# [Texto original]
◆ ◆ ◆ ◆ ◆ ◆ ◆

El demoliberalismo que trasluce en ciertos lugares no me parece ni bueno ni malo. Es, pura y simplemente, una ideología. Repetiré una vez más que, en último término, la bondad o la maldad de una forma de Estado no depende de su parecido con un esquema apriorístico que nos suministra una ideología dogmática y arbitraria –sea la de Platón, la de Campanella, la de Rousseau, la de Fourier o la de Marx–, sino su capacidad para, de hecho, garantizar el orden, la justicia y el desarrollo. Sólo cuando el Estado en vigor no cumple razonablemente estos tres fines empíricos procederá pensar en su reforma; pero nunca para atemperarlo a una utopía, sino para aumentar su efectividad práctica.
Y, finalmente, el ataque a Ramiro de Maeztu es, además de malsonante, injusto. Precisamente fue él quien luchó más encarnizadamente contra el entendimiento zoológico y geográfico de las nacionalidades, por lo que en este punto es un claro precursor de los autores de este libro. Añadiré que es una de las figuras intelectualmente más interesantes del noventayochismo, quizá la única que pueda ser tomada «lógicamente» en serio. Algo similar diría de la diatriba contra Claudio Sánchez Albornoz, el máximo de nuestros medievalistas vivos, junto a Ramón Menéndez Pidal. Su magna obra España, enigma histórico es uno de los monumentos más importantes de la historiografía hispana de todos los tiempos. En la medida en que los frágiles humanos podemos hablar de algo que no sea la pura fugacidad, creo que al libro de Sánchez Albornoz se le puede atribuir el calificativo de imperecedero.

◆ ◆ ◆ ◆ ◆ ◆ ◆

# [Datos proporcionados]

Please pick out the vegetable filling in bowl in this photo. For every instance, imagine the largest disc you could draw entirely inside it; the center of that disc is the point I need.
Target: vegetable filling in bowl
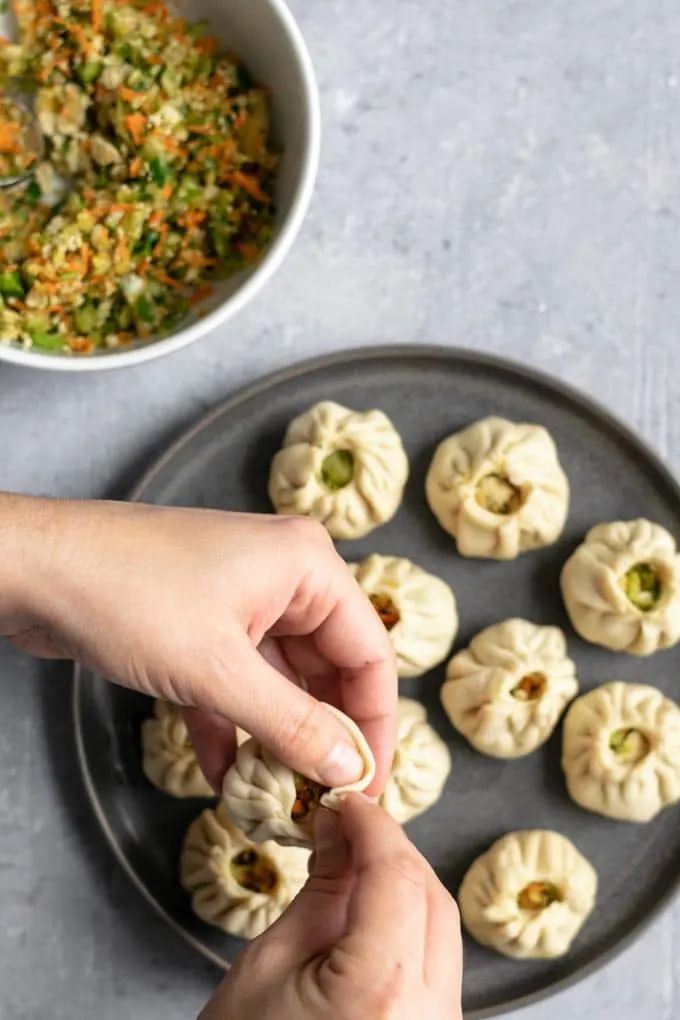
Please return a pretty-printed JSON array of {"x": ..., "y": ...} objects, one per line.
[{"x": 157, "y": 174}]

◆ ◆ ◆ ◆ ◆ ◆ ◆

Continúa el texto sobre Maeztu y Sánchez Albornoz a partir de su última oración.

José Domingo de Arana y sus colaboradores han escrito unas páginas serenas sobre un tema de suyo propicio a la pasión. Sus conclusiones son mesuradas, pese a versar sobre un pleito en el que han florecido abundantemente los radicalismos. Hay un general propósito de objetividad y de rigor que invita al optimismo respecto al futuro de una cuestión que, en el fondo, creo que tiende a flexibilizarse y a distensarse dentro del contexto, cada vez más comunitario y homogéneo, de la vida humana.